> [About this task]: Repeat the records exactly, with one exception: no images.

Image point grounding data
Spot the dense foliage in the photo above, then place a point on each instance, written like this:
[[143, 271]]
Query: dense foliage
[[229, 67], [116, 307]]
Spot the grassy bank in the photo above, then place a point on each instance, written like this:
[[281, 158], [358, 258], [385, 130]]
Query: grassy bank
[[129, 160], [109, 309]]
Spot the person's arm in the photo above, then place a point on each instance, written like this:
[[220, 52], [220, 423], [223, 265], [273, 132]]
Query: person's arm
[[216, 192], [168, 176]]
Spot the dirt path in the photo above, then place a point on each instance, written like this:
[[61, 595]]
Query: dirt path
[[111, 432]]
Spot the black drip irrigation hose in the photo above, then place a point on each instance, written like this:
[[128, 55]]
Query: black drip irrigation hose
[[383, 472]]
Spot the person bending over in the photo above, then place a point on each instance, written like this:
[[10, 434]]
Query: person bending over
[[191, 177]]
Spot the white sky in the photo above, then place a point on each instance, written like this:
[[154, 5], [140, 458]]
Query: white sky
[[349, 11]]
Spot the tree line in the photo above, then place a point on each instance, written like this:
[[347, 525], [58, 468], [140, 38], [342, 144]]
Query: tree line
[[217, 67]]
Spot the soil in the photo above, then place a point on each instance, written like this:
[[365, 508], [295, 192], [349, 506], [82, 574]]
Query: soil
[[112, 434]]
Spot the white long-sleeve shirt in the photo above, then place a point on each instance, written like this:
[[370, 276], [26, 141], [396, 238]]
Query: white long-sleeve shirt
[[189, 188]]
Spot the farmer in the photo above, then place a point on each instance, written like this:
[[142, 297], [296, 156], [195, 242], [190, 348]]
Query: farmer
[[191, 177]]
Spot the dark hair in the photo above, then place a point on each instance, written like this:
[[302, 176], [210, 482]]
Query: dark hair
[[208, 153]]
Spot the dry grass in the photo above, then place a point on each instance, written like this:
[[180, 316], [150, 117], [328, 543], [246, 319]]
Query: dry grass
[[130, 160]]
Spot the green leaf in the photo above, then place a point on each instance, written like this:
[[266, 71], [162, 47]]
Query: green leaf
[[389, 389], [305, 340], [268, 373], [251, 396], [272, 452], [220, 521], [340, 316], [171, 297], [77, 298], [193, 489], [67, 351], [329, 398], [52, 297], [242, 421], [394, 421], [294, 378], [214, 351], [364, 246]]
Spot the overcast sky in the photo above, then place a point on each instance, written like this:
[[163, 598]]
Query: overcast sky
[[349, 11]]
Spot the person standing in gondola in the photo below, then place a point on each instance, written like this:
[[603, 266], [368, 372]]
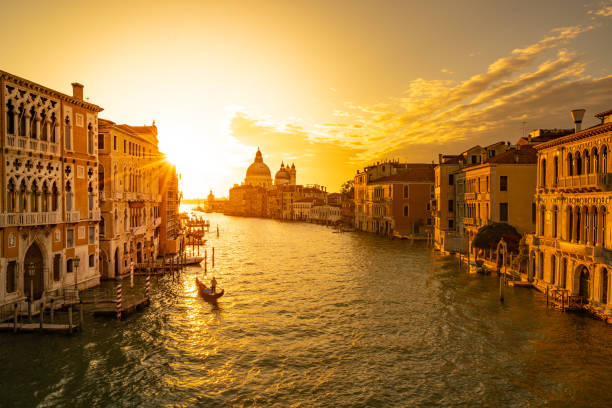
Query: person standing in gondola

> [Finished exercise]:
Spot the dense foliage in the photo above, then place a point on each instance, written like this:
[[143, 271]]
Query: dense foliage
[[229, 67], [116, 307]]
Spot the grassy bank in the photo above, then place a point on each instance, written like this:
[[281, 158], [358, 258], [385, 130]]
Query: grassy bank
[[129, 160], [109, 309]]
Spot the person's arm in the photo above, then place a point on each instance, written like this:
[[220, 52], [220, 423], [223, 265], [273, 132]]
Query: person's arm
[[216, 192], [168, 176]]
Spot the dirt path in the photo above, then place a point on each instance, written like this:
[[61, 595]]
Query: dirt path
[[111, 432]]
Spot the black drip irrigation hose in the photo above, then place a point on each instance, written like this:
[[128, 55]]
Query: black drip irrigation hose
[[383, 472]]
Spot the person bending over in the photo above, then place a point on each instance, written like this:
[[10, 434]]
Query: person bending over
[[191, 177]]
Spot the white sky in the photo above, then place a point on each instance, written like this:
[[154, 5], [140, 458]]
Query: white sky
[[349, 11]]
Spot the tree line in the photo above, then place a point on each instance, written like this:
[[347, 525], [58, 468], [140, 38], [342, 144]]
Query: tree line
[[217, 67]]
Spot the soil in the photo above, then place a point on each instance, written like this:
[[365, 508], [295, 192], [349, 506], [82, 574]]
Query: soil
[[112, 434]]
Spot the white long-sleeve shirt in the photo above, then place a point on each instance, written like this:
[[370, 276], [26, 141], [396, 238]]
Query: white long-sleeve shirt
[[189, 188]]
Spot the farmer in the photo above, then place a point on each instance, written like this:
[[142, 297], [296, 156], [195, 242], [190, 348]]
Query: farmer
[[191, 177]]
Spot the dark hair in the photo above, then place a point on each instance, written like this:
[[302, 176], [210, 482]]
Query: dark hair
[[208, 153]]
Spot the dry grass in the photo above, then place a point on each instance, written like this:
[[180, 316], [150, 117], [328, 543], [246, 319]]
Query: dry grass
[[130, 160]]
Spot the green leaf in the photo above, then place a point on each instance, written like this:
[[266, 71], [162, 47]]
Query: green leaf
[[389, 389], [305, 340], [268, 373], [251, 396], [272, 452], [220, 521], [340, 316], [171, 297], [77, 298], [193, 489], [67, 351], [329, 398], [52, 297], [242, 421], [394, 421], [294, 378], [214, 351], [364, 246]]
Spot the overcast sky in the photo above, then place a point on each instance, written like this:
[[163, 598]]
Query: overcast sky
[[349, 11]]
Spot the person standing in gondola in the photo below, then place a point on each instance, written like this:
[[603, 266], [368, 372]]
Query: person standing in gondola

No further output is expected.